== INPUT ROWS ==

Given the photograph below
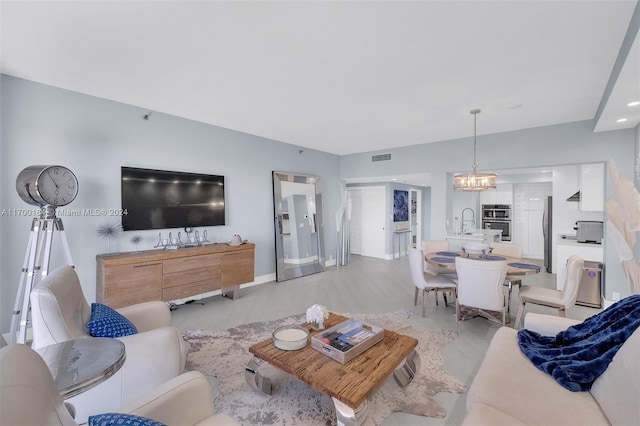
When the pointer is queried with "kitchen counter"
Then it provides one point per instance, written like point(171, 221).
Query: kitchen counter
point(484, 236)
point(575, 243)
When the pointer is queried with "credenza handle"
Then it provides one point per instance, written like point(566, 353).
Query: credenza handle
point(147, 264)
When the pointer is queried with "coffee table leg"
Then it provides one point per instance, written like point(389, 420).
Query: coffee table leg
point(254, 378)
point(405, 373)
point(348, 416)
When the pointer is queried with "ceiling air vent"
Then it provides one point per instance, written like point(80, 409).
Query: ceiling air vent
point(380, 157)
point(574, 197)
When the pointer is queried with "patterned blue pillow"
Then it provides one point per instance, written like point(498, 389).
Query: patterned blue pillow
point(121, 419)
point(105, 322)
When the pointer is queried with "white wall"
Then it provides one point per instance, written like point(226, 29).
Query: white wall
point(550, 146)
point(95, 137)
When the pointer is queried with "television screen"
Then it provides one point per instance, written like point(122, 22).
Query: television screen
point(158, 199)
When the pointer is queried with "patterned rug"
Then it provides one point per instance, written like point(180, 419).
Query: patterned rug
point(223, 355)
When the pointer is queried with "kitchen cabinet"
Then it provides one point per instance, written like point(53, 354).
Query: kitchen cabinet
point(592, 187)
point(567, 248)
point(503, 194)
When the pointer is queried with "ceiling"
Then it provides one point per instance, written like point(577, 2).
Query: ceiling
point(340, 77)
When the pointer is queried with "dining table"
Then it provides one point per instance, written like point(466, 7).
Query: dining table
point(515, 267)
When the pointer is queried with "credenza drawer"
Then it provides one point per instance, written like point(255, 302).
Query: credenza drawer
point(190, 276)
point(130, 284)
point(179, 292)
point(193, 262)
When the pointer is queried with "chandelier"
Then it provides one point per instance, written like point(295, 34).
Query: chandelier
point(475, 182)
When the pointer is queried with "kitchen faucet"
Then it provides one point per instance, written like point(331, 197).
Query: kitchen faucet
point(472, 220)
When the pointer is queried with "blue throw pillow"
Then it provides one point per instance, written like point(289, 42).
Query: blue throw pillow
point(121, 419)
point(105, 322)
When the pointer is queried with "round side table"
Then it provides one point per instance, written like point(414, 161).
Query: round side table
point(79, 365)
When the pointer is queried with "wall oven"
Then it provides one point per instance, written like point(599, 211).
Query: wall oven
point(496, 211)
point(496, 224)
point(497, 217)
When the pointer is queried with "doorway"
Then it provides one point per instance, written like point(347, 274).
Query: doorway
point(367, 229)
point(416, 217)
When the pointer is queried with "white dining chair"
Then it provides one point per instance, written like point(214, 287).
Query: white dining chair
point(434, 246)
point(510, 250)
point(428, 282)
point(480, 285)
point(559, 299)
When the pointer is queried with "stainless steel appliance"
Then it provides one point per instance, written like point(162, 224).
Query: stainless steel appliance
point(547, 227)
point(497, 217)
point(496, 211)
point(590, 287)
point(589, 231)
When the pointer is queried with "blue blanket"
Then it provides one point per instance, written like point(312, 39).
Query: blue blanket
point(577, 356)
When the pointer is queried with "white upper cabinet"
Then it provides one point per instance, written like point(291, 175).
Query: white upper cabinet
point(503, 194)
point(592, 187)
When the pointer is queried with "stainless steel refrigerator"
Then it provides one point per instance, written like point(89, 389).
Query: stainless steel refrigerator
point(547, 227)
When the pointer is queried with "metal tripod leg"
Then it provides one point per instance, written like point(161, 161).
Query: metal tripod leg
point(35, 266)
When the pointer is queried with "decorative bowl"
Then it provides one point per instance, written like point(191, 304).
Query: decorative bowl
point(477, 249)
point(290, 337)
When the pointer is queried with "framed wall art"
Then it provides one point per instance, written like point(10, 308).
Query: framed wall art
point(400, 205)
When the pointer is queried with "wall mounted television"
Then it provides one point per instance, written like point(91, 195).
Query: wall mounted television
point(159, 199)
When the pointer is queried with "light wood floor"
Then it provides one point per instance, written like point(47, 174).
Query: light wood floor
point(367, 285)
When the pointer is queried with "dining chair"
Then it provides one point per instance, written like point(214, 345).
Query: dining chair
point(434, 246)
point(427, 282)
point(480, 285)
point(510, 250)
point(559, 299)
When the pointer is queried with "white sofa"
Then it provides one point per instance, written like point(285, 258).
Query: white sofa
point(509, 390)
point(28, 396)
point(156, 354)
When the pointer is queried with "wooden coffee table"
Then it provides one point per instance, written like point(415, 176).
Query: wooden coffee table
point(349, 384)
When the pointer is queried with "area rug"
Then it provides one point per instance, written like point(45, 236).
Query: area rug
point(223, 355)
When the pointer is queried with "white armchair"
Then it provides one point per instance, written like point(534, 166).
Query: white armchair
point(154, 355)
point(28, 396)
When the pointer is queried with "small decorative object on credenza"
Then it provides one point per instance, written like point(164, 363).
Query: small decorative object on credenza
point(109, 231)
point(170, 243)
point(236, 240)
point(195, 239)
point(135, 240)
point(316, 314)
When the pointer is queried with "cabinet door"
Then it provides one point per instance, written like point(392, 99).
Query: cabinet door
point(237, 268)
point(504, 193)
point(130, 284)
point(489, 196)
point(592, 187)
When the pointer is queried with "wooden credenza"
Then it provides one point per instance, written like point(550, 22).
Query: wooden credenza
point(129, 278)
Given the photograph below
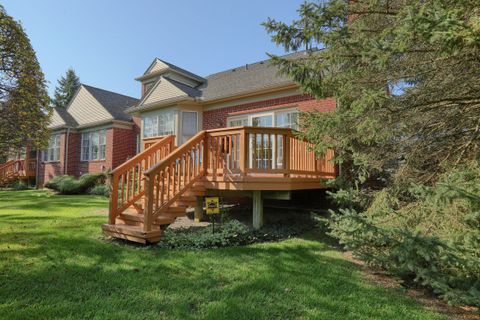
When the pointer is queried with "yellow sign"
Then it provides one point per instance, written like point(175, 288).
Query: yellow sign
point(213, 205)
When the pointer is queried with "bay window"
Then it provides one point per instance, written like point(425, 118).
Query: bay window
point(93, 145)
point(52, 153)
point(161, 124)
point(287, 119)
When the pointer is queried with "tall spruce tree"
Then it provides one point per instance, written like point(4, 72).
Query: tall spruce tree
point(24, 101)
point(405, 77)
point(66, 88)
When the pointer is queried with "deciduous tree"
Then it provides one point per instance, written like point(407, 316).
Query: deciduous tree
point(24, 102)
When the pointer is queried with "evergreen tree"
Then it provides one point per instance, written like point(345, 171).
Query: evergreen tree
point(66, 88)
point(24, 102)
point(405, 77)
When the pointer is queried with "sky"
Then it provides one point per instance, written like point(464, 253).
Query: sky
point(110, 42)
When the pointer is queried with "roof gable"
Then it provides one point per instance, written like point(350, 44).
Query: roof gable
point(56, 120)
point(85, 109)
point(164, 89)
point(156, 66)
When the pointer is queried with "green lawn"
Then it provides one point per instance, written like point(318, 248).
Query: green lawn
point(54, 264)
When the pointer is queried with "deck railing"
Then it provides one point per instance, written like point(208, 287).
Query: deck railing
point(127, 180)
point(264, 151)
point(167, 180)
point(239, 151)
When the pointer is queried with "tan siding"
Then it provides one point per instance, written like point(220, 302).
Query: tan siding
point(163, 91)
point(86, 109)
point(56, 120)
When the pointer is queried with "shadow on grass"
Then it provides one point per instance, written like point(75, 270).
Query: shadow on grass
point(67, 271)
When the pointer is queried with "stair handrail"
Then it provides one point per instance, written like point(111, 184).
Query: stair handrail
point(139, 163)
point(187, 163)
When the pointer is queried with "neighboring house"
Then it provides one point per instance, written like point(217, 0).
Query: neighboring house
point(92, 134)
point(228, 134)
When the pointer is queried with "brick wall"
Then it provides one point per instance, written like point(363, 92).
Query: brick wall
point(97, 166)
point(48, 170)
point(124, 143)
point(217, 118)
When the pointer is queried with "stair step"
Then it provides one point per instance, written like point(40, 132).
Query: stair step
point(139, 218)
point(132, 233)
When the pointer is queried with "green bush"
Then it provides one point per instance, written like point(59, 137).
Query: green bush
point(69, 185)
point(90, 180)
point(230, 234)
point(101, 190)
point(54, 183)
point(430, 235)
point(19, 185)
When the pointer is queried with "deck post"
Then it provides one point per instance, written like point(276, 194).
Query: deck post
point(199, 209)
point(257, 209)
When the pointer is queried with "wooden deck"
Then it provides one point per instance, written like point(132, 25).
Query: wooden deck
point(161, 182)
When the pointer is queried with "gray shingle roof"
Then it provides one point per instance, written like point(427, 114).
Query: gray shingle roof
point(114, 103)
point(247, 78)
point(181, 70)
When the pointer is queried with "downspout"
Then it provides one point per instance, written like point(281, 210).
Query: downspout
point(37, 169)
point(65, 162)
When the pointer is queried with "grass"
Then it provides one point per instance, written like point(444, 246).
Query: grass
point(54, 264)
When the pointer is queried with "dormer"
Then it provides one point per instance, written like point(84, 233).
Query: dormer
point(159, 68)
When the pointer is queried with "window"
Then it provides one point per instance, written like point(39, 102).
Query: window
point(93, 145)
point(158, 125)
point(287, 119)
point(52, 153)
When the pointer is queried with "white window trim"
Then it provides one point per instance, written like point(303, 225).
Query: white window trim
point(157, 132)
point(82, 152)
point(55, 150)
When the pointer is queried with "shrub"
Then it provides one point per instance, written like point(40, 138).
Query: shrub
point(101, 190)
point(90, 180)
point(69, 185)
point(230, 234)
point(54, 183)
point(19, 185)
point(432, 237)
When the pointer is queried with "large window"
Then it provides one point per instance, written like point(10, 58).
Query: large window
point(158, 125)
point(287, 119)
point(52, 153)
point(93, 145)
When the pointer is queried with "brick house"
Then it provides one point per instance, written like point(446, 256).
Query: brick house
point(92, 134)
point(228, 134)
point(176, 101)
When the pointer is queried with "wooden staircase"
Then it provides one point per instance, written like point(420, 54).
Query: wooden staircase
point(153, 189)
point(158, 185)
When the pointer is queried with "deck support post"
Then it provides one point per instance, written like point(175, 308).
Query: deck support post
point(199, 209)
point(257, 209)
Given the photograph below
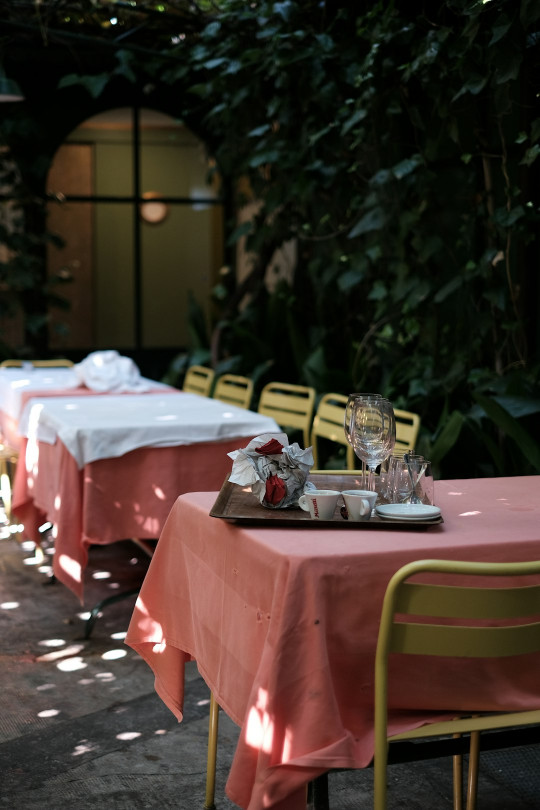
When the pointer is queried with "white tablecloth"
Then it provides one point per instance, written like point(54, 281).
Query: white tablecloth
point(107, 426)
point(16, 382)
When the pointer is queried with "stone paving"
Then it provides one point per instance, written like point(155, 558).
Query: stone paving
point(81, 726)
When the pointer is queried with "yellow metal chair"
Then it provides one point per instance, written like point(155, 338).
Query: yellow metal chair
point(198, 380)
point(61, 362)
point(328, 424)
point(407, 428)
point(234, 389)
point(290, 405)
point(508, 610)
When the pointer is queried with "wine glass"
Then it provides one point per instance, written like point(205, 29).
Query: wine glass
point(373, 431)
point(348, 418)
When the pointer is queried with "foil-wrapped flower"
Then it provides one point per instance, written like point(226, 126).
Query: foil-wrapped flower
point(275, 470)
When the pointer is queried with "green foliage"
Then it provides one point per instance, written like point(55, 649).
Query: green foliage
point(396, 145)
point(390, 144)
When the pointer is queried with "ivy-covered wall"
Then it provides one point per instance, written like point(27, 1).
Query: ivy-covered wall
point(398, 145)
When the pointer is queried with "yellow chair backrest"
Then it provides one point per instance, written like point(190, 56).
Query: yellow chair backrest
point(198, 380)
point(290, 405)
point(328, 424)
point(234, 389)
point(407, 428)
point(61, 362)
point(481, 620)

===

> [EXERCISE TASK] Copy the stretch of records from the start through the line containing "point(147, 264)", requests included, but multiply every coordinate in the answer points by 0.65 and round each to a whole number, with halves rounded up. Leave the numbers in the requests and their sample points unchanged, and omit the pictures.

> [OUTPUT]
Given the photograph below
When the pointer is queried with "kitchen counter"
Then it provides one point per instance, written like point(171, 221).
Query: kitchen counter
point(315, 153)
point(374, 158)
When the pointer is queried with "credenza handle"
Then it provides one point per instance, written like point(566, 353).
Query: credenza handle
point(96, 172)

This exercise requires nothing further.